### Stored data
================================
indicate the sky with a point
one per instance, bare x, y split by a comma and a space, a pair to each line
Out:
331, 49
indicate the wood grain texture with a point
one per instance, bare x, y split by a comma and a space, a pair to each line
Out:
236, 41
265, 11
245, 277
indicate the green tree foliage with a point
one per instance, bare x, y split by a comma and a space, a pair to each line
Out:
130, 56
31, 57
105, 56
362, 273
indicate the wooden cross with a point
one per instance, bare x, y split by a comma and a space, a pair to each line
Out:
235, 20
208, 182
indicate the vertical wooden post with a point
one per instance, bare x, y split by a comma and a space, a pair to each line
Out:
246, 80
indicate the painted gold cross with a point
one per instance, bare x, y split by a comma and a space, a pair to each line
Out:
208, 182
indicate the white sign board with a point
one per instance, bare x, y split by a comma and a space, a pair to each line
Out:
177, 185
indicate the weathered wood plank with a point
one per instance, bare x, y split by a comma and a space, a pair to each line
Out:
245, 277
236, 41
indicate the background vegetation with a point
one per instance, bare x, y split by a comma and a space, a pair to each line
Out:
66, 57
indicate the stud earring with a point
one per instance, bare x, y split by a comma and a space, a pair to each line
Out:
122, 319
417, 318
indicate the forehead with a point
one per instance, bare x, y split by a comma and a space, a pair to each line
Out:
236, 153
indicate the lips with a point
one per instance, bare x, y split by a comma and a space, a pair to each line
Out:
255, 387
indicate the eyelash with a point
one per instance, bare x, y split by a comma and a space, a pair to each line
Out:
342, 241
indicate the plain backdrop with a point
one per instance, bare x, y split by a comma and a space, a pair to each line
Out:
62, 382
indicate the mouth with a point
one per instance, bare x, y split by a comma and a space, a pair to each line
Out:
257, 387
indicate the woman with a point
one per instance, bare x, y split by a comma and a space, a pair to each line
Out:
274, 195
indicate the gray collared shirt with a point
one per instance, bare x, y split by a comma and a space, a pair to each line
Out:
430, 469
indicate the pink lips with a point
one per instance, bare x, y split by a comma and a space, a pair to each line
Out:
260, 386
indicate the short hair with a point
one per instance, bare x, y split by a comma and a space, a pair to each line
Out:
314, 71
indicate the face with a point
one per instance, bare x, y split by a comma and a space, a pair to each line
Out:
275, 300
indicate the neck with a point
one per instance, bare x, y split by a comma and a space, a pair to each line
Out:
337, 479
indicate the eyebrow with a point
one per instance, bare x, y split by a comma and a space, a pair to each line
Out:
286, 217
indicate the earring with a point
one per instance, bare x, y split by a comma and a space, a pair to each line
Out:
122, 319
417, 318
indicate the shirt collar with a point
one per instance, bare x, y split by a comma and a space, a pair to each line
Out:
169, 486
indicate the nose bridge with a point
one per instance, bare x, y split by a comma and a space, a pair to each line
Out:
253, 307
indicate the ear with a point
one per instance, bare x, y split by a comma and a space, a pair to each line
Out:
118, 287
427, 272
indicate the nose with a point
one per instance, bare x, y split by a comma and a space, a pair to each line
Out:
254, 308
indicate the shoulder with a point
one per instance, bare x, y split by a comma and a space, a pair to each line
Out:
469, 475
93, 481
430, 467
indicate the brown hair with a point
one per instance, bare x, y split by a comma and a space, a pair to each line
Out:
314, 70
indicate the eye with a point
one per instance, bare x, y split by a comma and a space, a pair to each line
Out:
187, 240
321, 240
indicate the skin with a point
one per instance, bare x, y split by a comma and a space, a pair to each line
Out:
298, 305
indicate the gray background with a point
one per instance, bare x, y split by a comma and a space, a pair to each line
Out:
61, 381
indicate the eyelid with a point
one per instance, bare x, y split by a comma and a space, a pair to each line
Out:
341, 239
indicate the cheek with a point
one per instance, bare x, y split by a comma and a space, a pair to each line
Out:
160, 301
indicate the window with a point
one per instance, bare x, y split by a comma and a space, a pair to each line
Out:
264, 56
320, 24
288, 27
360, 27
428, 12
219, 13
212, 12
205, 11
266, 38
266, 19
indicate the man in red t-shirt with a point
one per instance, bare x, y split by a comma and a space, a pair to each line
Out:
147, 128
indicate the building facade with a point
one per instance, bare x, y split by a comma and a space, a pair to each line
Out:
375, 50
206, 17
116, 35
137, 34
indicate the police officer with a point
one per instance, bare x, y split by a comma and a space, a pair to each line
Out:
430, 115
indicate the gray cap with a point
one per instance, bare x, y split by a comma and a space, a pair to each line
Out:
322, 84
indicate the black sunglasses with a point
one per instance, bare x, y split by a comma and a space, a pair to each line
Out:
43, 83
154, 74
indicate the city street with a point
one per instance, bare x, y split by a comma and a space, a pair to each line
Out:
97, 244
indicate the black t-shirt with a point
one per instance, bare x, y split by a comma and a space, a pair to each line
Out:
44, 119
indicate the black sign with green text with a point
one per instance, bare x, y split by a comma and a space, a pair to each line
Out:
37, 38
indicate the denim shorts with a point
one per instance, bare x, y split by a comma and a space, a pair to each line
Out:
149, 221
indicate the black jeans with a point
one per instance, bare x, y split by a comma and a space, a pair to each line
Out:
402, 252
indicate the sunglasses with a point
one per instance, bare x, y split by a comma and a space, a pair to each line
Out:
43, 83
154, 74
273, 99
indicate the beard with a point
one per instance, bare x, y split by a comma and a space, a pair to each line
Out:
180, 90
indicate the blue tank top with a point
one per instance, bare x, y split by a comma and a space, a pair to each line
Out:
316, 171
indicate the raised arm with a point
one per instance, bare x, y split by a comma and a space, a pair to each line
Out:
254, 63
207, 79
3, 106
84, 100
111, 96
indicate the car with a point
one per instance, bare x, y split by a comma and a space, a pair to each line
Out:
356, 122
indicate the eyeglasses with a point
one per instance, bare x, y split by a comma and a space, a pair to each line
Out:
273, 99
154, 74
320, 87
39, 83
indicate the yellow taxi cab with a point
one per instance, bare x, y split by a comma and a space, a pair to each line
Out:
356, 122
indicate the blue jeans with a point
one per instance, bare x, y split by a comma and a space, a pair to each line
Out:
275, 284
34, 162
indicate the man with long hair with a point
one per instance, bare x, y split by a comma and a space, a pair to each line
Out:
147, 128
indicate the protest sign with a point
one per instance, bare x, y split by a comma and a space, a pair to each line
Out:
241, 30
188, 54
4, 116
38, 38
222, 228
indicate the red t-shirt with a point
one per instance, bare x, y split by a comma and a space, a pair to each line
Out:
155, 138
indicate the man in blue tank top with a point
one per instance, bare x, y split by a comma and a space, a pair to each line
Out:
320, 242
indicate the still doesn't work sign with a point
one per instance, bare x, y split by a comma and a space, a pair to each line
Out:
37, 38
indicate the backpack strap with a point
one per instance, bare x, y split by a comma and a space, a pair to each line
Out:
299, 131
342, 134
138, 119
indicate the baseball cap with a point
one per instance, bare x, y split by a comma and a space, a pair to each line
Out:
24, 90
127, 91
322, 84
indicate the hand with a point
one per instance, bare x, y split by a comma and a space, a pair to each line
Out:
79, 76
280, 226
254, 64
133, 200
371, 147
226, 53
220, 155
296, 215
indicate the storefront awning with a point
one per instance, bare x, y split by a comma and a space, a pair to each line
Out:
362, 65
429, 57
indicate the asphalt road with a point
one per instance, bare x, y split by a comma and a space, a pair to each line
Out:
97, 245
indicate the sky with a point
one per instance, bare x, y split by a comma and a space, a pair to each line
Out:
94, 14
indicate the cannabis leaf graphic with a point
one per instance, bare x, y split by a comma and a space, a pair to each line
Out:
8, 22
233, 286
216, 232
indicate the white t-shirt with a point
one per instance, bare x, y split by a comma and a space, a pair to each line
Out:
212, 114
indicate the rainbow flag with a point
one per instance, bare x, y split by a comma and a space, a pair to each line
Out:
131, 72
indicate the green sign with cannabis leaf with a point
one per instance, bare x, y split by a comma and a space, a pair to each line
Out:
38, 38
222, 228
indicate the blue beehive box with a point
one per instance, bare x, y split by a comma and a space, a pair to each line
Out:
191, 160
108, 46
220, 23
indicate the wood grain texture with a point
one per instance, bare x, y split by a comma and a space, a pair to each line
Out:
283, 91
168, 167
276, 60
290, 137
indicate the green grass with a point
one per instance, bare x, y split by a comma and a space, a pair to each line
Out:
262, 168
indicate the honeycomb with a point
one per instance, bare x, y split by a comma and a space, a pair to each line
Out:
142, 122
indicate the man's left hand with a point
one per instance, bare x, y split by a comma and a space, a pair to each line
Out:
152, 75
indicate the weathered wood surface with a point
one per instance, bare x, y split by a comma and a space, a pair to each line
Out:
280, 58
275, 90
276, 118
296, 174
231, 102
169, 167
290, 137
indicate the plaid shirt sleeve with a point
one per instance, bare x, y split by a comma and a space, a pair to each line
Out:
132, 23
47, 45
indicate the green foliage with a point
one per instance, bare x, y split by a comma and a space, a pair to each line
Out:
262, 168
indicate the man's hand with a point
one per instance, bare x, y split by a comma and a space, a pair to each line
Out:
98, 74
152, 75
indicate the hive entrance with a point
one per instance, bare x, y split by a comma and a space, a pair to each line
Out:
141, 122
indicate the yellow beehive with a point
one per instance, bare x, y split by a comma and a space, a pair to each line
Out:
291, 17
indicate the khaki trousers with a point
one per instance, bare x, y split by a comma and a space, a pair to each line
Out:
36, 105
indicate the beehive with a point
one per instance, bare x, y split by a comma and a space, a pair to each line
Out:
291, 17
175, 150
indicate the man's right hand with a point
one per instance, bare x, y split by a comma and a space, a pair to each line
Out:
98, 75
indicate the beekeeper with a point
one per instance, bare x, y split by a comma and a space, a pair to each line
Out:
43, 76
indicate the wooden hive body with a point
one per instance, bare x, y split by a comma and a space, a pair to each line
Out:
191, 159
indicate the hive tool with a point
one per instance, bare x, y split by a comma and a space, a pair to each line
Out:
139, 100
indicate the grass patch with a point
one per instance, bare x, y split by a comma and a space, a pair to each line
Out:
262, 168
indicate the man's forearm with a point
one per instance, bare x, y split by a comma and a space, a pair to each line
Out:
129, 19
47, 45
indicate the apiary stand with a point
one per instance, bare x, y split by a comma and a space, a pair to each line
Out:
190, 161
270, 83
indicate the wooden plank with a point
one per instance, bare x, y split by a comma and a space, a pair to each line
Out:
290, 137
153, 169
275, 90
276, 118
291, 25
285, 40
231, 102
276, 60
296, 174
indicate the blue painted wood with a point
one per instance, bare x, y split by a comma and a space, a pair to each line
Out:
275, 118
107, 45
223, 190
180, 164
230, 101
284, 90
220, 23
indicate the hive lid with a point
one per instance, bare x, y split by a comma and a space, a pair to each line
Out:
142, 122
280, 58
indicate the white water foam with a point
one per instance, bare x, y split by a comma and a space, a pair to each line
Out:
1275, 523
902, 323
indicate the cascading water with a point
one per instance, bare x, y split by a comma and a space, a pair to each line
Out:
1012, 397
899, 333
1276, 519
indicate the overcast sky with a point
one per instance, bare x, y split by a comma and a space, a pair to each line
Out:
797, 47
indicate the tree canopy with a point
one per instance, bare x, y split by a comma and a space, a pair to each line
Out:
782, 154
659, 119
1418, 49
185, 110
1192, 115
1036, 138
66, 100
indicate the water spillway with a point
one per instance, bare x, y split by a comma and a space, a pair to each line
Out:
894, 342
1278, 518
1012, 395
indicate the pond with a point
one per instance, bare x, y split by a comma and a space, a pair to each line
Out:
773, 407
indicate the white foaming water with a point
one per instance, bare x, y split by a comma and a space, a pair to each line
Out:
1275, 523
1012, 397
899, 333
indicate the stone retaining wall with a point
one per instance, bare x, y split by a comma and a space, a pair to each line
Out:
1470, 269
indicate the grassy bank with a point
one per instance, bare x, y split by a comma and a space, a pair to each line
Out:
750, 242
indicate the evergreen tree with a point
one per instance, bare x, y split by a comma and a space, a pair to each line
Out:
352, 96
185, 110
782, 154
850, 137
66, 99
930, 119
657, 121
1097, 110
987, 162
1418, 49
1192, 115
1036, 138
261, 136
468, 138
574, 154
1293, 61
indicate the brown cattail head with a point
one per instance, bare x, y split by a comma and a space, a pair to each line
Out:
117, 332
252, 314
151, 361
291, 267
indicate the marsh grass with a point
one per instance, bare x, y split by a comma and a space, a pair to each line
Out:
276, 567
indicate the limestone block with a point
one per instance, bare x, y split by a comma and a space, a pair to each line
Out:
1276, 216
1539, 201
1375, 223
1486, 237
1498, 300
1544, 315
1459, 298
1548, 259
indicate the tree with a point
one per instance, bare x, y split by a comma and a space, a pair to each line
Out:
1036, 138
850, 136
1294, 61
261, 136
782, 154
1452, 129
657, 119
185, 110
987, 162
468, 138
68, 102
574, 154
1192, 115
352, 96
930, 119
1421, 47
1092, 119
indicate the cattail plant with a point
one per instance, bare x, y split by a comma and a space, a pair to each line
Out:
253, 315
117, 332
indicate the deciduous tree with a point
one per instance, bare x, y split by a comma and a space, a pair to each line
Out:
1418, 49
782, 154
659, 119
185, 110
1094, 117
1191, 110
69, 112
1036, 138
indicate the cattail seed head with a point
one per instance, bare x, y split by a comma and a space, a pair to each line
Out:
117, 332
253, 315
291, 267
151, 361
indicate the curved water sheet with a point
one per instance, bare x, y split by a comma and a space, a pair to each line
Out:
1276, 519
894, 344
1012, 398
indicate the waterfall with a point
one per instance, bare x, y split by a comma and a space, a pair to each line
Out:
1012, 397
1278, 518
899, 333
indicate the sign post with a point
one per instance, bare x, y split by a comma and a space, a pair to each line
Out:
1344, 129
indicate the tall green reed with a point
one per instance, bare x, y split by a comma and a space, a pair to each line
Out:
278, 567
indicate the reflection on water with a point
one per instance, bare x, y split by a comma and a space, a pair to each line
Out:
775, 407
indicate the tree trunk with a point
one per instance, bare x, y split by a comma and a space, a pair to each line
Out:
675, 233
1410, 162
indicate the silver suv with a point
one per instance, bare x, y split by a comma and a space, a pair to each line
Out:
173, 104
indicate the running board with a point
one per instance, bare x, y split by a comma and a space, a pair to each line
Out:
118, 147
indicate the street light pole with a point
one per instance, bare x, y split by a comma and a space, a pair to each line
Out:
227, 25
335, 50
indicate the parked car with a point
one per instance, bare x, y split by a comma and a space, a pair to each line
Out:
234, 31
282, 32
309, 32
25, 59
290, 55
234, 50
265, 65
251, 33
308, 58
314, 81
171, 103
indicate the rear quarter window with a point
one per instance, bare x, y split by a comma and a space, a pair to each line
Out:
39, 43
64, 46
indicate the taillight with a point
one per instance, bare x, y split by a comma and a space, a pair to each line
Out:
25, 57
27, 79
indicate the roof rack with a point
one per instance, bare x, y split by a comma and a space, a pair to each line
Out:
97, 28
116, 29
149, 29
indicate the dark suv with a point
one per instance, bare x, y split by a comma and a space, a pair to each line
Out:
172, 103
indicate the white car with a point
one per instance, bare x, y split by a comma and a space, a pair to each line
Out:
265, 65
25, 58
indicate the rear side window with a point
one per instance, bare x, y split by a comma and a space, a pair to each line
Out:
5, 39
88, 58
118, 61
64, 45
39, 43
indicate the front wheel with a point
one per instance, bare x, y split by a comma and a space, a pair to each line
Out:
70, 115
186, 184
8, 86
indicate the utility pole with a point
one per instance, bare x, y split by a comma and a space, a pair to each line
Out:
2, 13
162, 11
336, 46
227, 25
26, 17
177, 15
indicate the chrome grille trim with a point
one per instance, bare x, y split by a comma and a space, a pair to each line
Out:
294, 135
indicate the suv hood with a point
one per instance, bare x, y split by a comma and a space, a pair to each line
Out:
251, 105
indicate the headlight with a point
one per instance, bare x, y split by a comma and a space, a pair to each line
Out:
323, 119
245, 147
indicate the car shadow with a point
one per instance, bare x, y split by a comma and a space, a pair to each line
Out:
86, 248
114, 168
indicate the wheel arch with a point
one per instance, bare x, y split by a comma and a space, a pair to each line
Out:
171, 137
================================
### INSTRUCTIONS TO FOLLOW
Exactly and only the lines from the one containing "indicate the utility pole with a point" through the end of the material are to be reproduced, both ends included.

### RIGHT ANSWER
indicate the utility pole with a point
one per instance, bare x, y split by a comma and a space, a pair to each line
Out:
2, 13
162, 11
336, 46
227, 25
26, 17
177, 15
indicate the chrome grille trim with a point
one per instance, bare x, y split by a comma and a space, a pair to each line
Out:
294, 135
indicate the suv hood with a point
one per instance, bare x, y split by a comma and a space, a pair to each line
Out:
251, 105
indicate the headlight with a point
one per instance, bare x, y split by a comma and a space, a pair to each line
Out:
323, 119
245, 147
indicate the car shadow with a point
one per instance, bare x, y split by a comma and a space, a pair to each line
Out:
86, 248
114, 168
indicate the wheel arch with a point
one per instance, bare x, y split by a comma and a space, a pair to each line
Out:
171, 137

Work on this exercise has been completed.